▶ **DOCUMENT PASSAGE**:
○ ○ ○ ○

Contemporary naturalistic scientists and new atheists propagate the notion of a war between science and Christianity. Some deny that the Christian faith has epistemic relevance in the objective description of reality. However, the history of science shows that Christianity and science are not at war and that the classical Christian doctrine of dual revelation was the anchor for the birthing and flourishing of modern science.[1] Therefore, it is pertinent to emphasize that the idea of dual revelation in the Christian worldview indicates how seriously Christians of all time have viewed nature and science and highlight the mutual epistemic contribution of science and religion to human knowledge and understanding of creation.

○ ○ ○ ○

▶ **DATASET EXTRACT**:

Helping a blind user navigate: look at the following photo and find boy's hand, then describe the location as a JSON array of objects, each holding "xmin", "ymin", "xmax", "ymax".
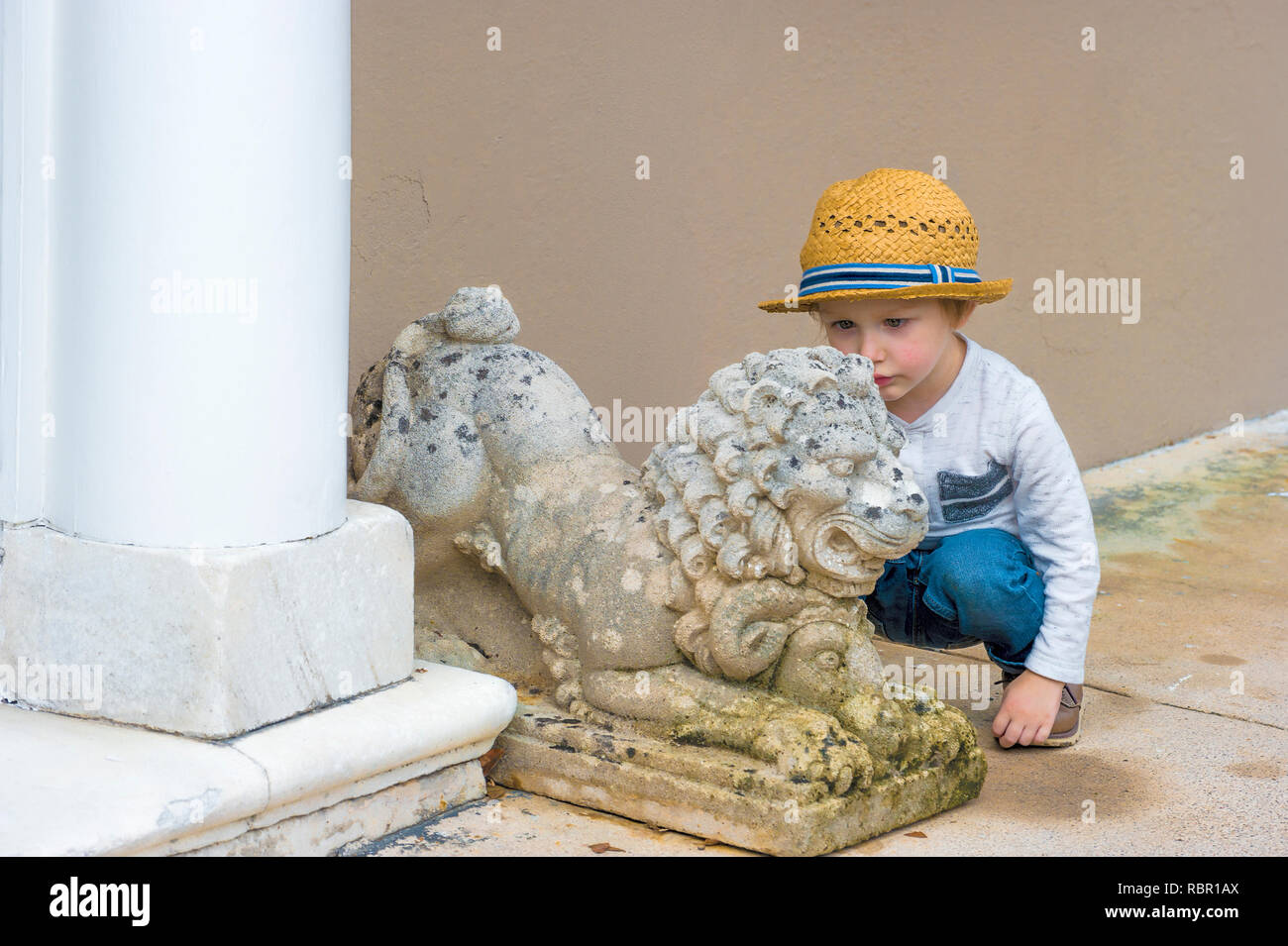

○ ○ ○ ○

▶ **STATED TASK 1**:
Please change the passage on science and Christianity by replacing "war" with "conflict", starting at the words "Contemporary naturalistic scientists" and ending after "understanding of creation.".
▶ **STATED TASK 2**:
According to the passage on science and Christianity, why is it pertinent to emphasize the idea of dual revelation in the Christian worldview? Answer in one to three sentences.

▶ **EXERCISE RESPONSE 1**:
Contemporary naturalistic scientists and new atheists propagate the notion of a conflict between science and Christianity. Some deny that the Christian faith has epistemic relevance in the objective description of reality. However, the history of science shows that Christianity and science are not at conflict and that the classical Christian doctrine of dual revelation was the anchor for the birthing and flourishing of modern science.[1] Therefore, it is pertinent to emphasize that the idea of dual revelation in the Christian worldview indicates how seriously Christians of all time have viewed nature and science and highlight the mutual epistemic contribution of science and religion to human knowledge and understanding of creation.

▶ **EXERCISE RESPONSE 2**:
The history of science shows that Christianity and science are not at war. It also shows that the classical Christian doctrine of dual revelation was the anchor for the birth and flourishing of modern science.